### EXTRAIT CHOISI
━━━━━━━━
La note accordée à la situation du pays en est une première traduction, de façon cependant différente. Alors que l’Allemagne donnait en 2019 un fier 6,7 qui la plaçait très nettement en tête du classement, elle accorde désormais un moyen 5,3, au cœur du peloton. Soit une baisse de 1,4 point la plus forte enregistrée, et de loin.
Si la notation française n’a pas évolué depuis 2019 avec un égal 4,6, elle se retrouve cependant à la dernière place, là encore sans discussion possible, seul pays à se montrer plus pessimiste à ce sujet que l’année précédente.
En matière de situation personnelle, nous l’avons vu, les points de vue européens sont plus resserrés. Pour autant, une fois encore, l’Allemagne se distingue depuis 2019 avec la plus forte baisse de sa note (- 0,5 %).
━━━━━━━━
### JEU DE DONNÉES
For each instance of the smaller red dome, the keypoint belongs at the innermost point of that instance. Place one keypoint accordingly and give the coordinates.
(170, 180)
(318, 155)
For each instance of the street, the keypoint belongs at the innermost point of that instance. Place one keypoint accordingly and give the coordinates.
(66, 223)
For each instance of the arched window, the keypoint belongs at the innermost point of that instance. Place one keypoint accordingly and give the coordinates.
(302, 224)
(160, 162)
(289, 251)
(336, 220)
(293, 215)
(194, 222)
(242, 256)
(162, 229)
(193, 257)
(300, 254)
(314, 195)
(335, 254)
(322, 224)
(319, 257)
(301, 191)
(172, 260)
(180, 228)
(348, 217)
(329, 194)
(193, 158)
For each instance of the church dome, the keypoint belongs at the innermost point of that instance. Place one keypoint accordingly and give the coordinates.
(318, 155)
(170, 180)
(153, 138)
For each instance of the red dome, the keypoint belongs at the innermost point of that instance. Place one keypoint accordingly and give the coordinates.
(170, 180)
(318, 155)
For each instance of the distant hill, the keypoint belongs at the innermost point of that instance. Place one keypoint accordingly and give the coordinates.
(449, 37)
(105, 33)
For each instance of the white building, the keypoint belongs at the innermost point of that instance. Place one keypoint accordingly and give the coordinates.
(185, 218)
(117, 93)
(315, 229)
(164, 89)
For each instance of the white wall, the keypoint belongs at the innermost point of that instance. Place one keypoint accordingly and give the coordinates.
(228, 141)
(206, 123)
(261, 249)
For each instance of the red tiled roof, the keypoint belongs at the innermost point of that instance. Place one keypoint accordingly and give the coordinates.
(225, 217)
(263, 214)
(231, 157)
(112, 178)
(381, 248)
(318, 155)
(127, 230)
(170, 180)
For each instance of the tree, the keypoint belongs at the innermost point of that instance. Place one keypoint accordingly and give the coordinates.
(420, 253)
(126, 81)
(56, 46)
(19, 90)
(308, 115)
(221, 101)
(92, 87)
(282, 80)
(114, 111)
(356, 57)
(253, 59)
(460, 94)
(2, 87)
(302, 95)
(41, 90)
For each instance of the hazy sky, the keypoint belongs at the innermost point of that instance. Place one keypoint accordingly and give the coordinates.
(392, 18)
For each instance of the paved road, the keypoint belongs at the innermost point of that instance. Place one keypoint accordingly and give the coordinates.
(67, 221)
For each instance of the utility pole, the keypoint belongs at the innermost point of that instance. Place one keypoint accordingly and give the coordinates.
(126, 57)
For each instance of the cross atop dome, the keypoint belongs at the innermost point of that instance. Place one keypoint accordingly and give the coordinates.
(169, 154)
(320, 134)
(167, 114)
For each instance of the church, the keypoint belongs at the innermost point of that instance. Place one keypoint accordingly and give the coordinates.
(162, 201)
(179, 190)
━━━━━━━━
### EXERCICES À RÉALISER
**a)** Répondez à ces questions d'après l'extrait sur les notes des pays européens :
(i) Quelle note l'Allemagne donnait-elle en 2019 à la situation du pays ?
(ii) Quelle note la France accorde-t-elle à ce sujet ?
(iii) Dans quel domaine les points de vue européens sont-ils plus resserrés ?
**b)** Relevez toutes les notes attribuées à la situation du pays qui figurent dans l'extrait sur les notes des pays européens.
**c)** Poursuivez l'extrait sur les notes des pays européens après sa dernière phrase.

### RÉPONSES ATTENDUES
**a)**
(i) 6,7
(ii) 4,6
(iii) La situation personnelle

**b)** 6,7 ; 5,3 ; 4,6

**c)**
INFLATION, LA FRANCE FAIT MIEUX QUE L’ALLEMAGNE
L’impression que les prix ont augmenté sur les 12 derniers mois ne les distingue pas particulièrement de leurs confrères européens, sauf sur un point concernant la France. Une fois n’est pas coutume, les Français sont les moins nombreux à juger que les prix ont nettement augmenté pendant l’année. Et une fois encore, la réalité rejoint l’impression. En 2024, les prix ont augmenté en France de seulement 2 % contre 4,9 % l’année précédente. En Allemagne, l’inflation s’établissait à 2,6 % pour 2024, avec les trois derniers mois marqués par une hausse supérieure à celle attendue.
POUVOIR D’ACHAT, DES POINTS DE VUE QUI CONVERGENT
En revanche, question pouvoir d’achat, les deux nations se placent dans le groupe de tête des pessimistes. La France occupe même la place de leader pour juger qu’il a baissé sur cette même période, alors qu’il a augmenté de 2,1 % en 2024. Mais si l’on se rapporte à 2019, l’évolution respective des points de vue est plus que marquée. Très peu d’Allemands constataient cette baisse, beaucoup de Français la dénonçaient (23 % et 59 %). Depuis, on compte 17 % en plus pour les premiers et 11 % en moins pour les seconds.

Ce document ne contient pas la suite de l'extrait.